[Reading text]

Waldron got word on the Internet. "There was this crazy review about a flight attendant who comes to the city just to see them. I heard they were straight to the point. They get you in and out. And they don't talk. Which is fine by me."
In this new age of the deforested netherlands, most salons treat their clients gingerly, serving up green tea, soft music and soothing apologies with each yank. The process can take half an hour or more.
Not with Emma.
"I'm aggressive," she says. "That's what makes me the best."
With her, you can help yourself to a cup of water. Then it's five minutes. Strip, wax, rip, and you're out.
"The beauty about Emma is she's quick and there's no pain," says Penny Jameson, 45, an administrator with Independence Blue Cross. "She knows what she's doing."
Not all Emma's clients leave happy. On the street, among both detractors and fans, she has a reputation for being bossy, even rude. Some say that like the Soup Nazi on Seinfeld, the rough treatment is part of her appeal.
But clients who have been coming to her for years say that personally, she's much gentler than she sometimes seems.
"She's given me great advice about marriage," says Jameson. "She once told me, when things get boring, stick with it. When you're 50, you come together again and you'll be companions forever."
"That's right," says Emma. "I'm like a psychologist as well as a nurse. Sometimes my customer lies down, I see the tears, and I say, 'What's the matter?' They say, 'I just broke up with my boyfriend.' And I say, 'So what!? I just give you a new bikini! New page! Now you go get another guy!' "
If her bald self-confidence can be jarring, well, tough. With her mink-black hair, inky mascara and thick Russian accent, she explains that when you're good at something, there's no reason not to say so.
"To do Brazilian bikini, it's an art. Not everybody can do. You have to have a strong personality. It makes people comfortable when you have to undress and you have to lay down."
Besides, she says, as a 58-year-old woman, with all her life experience, why shouldn't she be proud of all she's accomplished?
Trained as a nurse, she immigrated to Philadelphia in 1974 with her daughter, Natasha, and went to work at the Hospital of the University of Pennsylvania.
Within a few months, she realized that she would rather make people feel good than help them cope with illness, so she quit and became an aesthetician. She did well for a few years giving manicures and pedicures, but in the 1990s, competition from lower-priced nail salons was killing her business.

[/Reading text]

• _Questions on the material_
**a.** According to the article about Emma the waxing specialist, where did she go to work after immigrating to Philadelphia?
**b.** Write the next part of the article about Emma the waxing specialist, picking up after its last sentence.
The records below come from a different source than the article about Emma.

[Records provided]

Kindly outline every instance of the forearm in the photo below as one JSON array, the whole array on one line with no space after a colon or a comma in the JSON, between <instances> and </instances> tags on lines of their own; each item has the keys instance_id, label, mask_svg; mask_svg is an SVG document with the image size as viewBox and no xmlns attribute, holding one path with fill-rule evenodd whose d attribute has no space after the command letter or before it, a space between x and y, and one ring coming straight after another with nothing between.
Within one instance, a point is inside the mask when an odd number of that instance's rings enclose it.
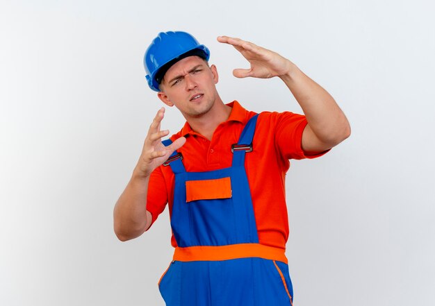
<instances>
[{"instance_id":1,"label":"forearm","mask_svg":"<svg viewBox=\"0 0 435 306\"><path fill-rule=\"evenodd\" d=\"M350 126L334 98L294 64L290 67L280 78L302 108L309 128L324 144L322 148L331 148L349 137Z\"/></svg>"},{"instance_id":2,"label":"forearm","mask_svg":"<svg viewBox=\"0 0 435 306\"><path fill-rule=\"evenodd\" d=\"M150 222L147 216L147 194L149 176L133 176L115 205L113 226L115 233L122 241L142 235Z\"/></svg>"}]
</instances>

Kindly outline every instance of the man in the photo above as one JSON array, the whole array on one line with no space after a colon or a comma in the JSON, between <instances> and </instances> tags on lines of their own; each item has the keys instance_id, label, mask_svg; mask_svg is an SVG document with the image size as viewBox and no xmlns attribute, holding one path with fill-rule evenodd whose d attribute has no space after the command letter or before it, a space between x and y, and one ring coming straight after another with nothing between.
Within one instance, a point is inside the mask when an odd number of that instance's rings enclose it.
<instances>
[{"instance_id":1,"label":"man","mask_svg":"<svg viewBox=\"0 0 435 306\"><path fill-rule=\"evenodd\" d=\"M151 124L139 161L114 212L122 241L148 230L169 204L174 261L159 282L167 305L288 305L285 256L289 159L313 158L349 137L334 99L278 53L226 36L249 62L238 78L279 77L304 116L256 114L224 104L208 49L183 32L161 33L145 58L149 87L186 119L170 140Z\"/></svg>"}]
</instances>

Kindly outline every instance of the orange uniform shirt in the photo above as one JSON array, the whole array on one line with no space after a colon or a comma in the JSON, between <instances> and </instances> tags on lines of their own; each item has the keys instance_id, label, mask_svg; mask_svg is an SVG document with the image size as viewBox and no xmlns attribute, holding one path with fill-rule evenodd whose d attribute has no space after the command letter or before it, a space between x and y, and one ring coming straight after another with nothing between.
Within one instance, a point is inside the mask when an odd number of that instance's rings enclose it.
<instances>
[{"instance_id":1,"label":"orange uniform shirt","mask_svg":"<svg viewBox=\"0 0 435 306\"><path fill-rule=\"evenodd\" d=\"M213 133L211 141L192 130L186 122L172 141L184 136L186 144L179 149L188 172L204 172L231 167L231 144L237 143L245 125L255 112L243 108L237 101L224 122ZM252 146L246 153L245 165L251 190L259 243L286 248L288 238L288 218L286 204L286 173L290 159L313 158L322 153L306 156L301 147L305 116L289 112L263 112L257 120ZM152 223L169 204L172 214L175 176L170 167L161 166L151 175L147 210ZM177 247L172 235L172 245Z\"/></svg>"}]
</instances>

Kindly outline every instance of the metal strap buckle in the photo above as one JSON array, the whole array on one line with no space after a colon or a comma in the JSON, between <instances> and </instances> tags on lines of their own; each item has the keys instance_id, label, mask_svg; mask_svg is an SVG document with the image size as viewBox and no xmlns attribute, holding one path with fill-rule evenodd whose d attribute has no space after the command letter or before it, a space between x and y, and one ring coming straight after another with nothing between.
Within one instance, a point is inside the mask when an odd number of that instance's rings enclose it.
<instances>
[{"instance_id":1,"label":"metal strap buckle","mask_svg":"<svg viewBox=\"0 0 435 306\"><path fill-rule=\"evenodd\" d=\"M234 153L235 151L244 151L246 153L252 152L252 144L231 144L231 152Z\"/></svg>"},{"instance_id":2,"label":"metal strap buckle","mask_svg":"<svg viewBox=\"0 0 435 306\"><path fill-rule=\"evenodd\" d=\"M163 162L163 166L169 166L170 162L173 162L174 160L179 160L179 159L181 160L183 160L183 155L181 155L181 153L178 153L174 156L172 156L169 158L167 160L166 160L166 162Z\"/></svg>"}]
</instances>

[/Records provided]
[Records provided]

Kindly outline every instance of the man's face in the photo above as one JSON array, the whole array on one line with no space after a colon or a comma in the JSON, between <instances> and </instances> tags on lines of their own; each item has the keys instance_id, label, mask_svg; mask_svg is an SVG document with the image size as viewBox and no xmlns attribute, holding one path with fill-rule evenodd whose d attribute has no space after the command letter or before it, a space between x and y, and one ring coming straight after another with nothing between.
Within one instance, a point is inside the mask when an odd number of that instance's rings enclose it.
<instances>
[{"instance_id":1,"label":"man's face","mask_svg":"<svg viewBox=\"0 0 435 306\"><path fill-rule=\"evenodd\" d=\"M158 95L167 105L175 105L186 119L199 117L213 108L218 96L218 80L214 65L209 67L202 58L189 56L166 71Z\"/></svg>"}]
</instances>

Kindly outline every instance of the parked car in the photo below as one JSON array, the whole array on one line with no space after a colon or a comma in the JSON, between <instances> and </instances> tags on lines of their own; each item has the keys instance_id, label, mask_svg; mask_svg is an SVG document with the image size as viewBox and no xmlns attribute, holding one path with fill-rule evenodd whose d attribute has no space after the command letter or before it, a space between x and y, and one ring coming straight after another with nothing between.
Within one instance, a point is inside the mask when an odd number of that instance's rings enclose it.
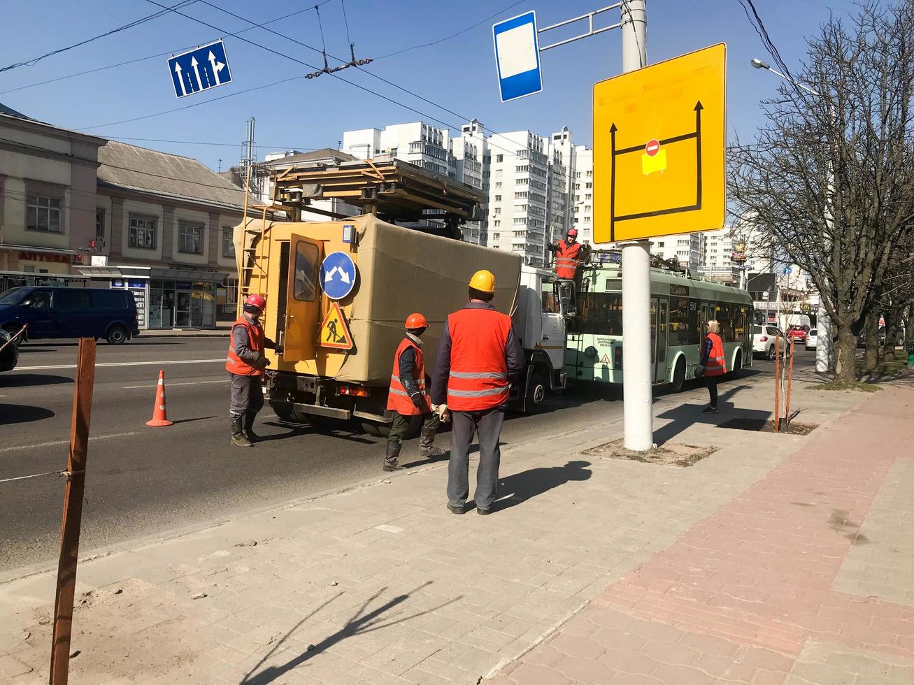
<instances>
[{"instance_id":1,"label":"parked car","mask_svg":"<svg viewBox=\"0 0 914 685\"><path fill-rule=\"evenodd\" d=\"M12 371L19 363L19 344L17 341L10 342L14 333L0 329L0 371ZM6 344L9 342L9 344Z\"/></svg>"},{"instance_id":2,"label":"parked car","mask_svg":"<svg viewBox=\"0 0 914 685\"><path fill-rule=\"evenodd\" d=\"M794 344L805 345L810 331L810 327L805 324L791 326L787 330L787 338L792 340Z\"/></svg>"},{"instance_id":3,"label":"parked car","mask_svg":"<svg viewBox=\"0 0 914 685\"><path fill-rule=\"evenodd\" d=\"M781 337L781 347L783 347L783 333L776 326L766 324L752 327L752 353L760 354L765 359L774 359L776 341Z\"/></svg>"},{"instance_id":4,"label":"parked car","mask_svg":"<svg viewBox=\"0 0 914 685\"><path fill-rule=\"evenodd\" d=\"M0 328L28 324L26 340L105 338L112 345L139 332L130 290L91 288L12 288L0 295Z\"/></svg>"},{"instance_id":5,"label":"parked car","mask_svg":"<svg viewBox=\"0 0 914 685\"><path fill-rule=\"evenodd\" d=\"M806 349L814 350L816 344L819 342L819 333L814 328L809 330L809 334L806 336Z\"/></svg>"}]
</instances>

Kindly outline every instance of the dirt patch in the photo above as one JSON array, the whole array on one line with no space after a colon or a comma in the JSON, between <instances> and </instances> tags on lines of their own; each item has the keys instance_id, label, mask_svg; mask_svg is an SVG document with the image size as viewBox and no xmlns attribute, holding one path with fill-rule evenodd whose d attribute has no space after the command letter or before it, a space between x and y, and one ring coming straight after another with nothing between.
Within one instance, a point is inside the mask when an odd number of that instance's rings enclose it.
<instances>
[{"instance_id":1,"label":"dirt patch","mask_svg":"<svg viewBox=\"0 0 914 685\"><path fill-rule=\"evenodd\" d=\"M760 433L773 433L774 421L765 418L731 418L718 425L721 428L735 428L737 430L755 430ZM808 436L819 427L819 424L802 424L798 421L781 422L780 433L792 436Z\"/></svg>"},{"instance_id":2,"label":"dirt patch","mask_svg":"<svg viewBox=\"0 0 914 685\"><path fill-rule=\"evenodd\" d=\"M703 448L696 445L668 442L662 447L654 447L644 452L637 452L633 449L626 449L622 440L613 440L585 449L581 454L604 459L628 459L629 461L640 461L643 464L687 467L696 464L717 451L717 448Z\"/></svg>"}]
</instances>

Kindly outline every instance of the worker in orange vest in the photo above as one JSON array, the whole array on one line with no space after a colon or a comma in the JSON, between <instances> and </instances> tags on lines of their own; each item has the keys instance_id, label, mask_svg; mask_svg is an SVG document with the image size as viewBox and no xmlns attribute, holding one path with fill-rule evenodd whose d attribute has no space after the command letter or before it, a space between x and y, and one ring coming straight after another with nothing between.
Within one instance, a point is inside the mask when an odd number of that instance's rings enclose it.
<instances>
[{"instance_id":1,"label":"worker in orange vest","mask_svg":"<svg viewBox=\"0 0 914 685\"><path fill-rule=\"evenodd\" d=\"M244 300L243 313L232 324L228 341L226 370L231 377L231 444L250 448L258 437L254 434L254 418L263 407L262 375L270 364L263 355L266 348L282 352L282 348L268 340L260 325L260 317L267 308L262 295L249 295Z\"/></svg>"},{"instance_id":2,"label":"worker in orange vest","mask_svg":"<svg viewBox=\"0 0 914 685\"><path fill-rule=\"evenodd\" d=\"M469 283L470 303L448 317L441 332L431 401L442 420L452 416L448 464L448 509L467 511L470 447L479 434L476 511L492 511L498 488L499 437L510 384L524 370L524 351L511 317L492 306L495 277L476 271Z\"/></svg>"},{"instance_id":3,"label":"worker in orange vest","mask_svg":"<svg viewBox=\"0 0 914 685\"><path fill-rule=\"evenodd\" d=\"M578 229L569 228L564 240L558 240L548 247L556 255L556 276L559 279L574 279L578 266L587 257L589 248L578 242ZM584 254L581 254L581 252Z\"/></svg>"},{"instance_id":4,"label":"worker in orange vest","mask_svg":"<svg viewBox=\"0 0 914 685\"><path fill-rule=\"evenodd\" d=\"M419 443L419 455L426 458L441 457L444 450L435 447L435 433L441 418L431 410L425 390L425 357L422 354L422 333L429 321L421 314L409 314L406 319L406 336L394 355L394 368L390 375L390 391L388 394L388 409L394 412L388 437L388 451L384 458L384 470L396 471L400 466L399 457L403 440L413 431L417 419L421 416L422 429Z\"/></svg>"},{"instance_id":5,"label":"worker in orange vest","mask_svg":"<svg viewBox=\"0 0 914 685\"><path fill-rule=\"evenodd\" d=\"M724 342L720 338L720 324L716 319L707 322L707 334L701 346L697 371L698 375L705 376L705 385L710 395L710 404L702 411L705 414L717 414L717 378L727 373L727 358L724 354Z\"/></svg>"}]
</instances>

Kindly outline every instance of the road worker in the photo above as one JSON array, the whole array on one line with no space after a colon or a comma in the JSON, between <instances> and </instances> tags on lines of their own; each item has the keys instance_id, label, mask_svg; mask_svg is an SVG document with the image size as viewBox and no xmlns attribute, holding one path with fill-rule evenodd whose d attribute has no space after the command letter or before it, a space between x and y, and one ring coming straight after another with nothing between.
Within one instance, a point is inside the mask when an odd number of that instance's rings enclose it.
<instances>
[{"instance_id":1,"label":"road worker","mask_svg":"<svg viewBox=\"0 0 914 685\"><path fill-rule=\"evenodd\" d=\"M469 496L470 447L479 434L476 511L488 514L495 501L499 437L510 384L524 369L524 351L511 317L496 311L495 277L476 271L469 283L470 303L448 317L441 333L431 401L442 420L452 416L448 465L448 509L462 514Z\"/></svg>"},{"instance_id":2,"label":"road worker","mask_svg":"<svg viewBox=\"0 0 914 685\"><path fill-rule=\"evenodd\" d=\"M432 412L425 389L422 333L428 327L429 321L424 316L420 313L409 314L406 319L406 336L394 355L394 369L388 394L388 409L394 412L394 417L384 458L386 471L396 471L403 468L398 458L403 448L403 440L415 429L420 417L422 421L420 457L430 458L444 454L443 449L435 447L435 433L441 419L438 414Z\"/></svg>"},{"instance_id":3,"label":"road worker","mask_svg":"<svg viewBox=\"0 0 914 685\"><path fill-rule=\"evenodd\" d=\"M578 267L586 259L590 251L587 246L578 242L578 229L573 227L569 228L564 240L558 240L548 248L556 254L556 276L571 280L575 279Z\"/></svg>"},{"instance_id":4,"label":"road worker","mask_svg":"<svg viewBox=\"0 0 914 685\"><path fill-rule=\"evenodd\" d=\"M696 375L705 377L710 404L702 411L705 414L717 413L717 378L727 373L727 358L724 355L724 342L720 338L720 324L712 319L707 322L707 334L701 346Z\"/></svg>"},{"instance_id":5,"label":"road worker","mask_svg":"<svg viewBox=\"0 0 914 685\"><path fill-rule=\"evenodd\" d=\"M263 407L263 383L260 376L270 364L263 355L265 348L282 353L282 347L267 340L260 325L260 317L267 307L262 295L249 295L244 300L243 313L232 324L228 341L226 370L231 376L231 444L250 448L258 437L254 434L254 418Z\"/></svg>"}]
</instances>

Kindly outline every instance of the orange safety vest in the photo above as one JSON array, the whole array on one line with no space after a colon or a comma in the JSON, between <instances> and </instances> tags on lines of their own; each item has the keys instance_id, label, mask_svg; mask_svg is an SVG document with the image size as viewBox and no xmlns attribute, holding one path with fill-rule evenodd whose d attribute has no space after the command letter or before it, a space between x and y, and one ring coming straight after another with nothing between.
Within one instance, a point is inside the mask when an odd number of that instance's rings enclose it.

[/Records provided]
[Records provided]

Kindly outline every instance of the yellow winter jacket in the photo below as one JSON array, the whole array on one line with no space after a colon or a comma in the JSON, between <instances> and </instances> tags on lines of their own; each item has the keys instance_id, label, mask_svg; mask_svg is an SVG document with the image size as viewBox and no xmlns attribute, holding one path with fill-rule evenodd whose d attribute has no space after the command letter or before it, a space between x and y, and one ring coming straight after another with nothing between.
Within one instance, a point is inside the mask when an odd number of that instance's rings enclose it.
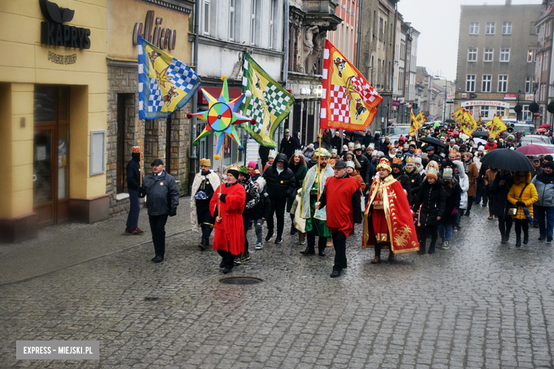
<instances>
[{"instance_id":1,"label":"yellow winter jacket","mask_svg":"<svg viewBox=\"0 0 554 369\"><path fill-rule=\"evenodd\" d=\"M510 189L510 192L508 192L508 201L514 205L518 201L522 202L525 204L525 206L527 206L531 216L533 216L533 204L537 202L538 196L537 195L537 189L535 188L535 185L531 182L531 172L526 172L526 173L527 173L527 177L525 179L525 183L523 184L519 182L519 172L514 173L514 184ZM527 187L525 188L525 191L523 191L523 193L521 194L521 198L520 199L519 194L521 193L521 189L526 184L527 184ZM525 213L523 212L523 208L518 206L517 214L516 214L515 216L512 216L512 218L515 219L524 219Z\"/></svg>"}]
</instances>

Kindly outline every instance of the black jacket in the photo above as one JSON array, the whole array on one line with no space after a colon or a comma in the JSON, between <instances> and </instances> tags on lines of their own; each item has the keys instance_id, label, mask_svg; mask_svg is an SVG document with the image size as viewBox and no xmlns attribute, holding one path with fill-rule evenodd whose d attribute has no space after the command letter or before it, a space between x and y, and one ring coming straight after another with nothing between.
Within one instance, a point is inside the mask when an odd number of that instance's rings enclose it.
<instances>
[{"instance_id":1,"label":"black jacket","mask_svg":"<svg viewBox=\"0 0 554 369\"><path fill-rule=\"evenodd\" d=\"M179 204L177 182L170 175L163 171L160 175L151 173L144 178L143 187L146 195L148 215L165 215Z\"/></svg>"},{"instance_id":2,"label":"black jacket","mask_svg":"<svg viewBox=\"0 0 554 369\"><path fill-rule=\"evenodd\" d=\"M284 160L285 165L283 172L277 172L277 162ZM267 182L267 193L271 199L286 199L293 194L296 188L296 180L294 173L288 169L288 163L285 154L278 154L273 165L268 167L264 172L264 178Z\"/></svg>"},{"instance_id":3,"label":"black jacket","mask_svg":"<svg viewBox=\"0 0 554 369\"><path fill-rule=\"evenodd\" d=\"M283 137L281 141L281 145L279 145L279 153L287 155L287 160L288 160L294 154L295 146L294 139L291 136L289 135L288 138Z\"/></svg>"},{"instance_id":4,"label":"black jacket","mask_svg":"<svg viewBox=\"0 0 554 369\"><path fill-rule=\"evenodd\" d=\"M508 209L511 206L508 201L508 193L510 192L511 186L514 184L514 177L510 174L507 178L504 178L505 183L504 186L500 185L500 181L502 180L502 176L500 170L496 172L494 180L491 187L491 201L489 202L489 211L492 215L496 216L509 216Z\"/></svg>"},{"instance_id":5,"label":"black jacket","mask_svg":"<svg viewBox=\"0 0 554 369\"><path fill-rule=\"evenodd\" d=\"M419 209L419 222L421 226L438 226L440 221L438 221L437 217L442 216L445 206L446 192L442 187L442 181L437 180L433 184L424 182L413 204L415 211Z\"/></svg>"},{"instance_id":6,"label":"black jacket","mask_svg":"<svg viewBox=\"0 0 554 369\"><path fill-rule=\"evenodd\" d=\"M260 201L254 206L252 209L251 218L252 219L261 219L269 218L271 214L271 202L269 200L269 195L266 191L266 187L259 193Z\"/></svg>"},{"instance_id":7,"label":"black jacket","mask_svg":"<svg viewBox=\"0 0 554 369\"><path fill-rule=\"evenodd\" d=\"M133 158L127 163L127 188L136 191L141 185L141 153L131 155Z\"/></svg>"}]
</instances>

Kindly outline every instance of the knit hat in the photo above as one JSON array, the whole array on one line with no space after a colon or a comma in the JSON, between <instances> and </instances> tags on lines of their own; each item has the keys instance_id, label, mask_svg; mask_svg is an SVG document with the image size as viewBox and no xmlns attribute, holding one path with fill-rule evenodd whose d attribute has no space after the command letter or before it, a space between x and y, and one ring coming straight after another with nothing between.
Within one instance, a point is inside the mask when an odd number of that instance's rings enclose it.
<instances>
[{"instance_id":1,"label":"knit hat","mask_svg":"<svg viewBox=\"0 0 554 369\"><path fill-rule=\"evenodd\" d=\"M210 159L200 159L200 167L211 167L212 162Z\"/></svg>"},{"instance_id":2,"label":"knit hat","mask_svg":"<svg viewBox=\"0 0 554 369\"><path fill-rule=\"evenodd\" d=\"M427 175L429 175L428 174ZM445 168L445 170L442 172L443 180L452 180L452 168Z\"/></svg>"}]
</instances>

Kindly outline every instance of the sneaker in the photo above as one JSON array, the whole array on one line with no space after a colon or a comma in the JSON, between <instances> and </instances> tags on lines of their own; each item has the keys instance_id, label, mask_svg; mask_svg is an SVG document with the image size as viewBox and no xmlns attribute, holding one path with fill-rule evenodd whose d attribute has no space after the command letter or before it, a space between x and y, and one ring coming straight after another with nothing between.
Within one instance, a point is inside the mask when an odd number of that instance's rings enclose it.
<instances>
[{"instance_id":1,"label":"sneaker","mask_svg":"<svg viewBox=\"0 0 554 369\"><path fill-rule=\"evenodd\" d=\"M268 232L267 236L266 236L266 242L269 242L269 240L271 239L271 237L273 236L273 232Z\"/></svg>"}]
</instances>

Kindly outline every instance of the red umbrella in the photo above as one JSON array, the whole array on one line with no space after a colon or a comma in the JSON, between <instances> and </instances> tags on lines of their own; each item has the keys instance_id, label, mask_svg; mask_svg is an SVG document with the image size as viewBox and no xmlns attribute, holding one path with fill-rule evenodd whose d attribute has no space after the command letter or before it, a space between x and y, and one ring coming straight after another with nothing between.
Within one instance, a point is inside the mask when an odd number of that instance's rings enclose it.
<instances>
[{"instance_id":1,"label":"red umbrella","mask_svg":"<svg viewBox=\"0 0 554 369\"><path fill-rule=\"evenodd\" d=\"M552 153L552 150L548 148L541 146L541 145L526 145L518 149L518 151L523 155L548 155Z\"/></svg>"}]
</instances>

[/Records provided]

• _Answers by item_
**a.** At the Hospital of the University of Pennsylvania.

**b.**
Her salon had become a three-generation operation. Her mother, Adele Goldschmidt, painted designs on nails, and Natasha, apprenticed at 13, had finished cosmetology school and was working full-time. Emma was struggling to pay her daughter's salary. "I didn't want her to have to leave.
"Then Sex and the City saved me!"
During an episode of the show in 2000, Carrie Bradshaw and friends brought the Brazilian into the open. It would prove to be a pivotal moment in American personal grooming history.
"All of a sudden, I started getting calls. 'Do you do Brazilian bikini?' "
Emma got herself to a beauty convention and watched a demonstration. "Then I just started doing it and I became the best. How many years ago, Natash?" she asks her daughter, who is eating blackberries from a carton during an afternoon lull. "Ten?"
"Nyet," says Natasha. "Seven."
"OK. Seven years," Emma says. "And that's my story."
Well, not entirely.
When a woman comes into her little room, Emma says, "I always look at her skin." She's not qualified to make medical decisions, but knows enough to recognize a suspicious mole.
The first time Barsotti, the lawyer from Chestnut Hill, went to Emma, she found a spot behind her knee. " 'That's not good,' " Emma said. " 'You have to get this taken care of.' "
Barsotti put it off. "The next time I went back to her, she yelled at me. 'You have to get someone to look at this!' "
So she did. "It was a very aggressive melanoma," says Barsotti. "Emma really saved my life."